Work to complete
Write out each record below exactly as it appears, with no pictures.
## START
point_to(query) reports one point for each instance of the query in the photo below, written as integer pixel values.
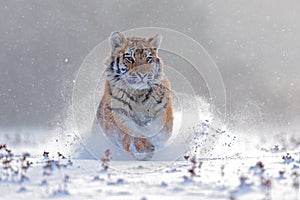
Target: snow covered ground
(237, 169)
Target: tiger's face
(134, 62)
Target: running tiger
(136, 112)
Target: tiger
(135, 111)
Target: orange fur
(124, 109)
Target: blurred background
(255, 44)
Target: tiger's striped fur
(136, 108)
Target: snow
(230, 172)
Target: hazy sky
(254, 43)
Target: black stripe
(128, 95)
(121, 100)
(123, 111)
(147, 95)
(165, 105)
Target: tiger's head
(133, 62)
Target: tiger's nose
(142, 75)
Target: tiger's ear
## END
Result for this task
point_to(query) reports one point for each instance of the query in the photo below, written as integer pixel values.
Target: snow covered ground
(237, 169)
Target: tiger's face
(134, 62)
Target: running tiger
(136, 112)
Target: tiger
(135, 111)
Target: orange fur
(124, 109)
Target: blurred background
(255, 44)
Target: tiger's striped fur
(136, 108)
Target: snow
(230, 172)
Target: hazy sky
(254, 43)
Target: black stripe
(128, 95)
(121, 100)
(123, 111)
(147, 95)
(165, 105)
Target: tiger's head
(133, 62)
Target: tiger's nose
(142, 75)
Target: tiger's ear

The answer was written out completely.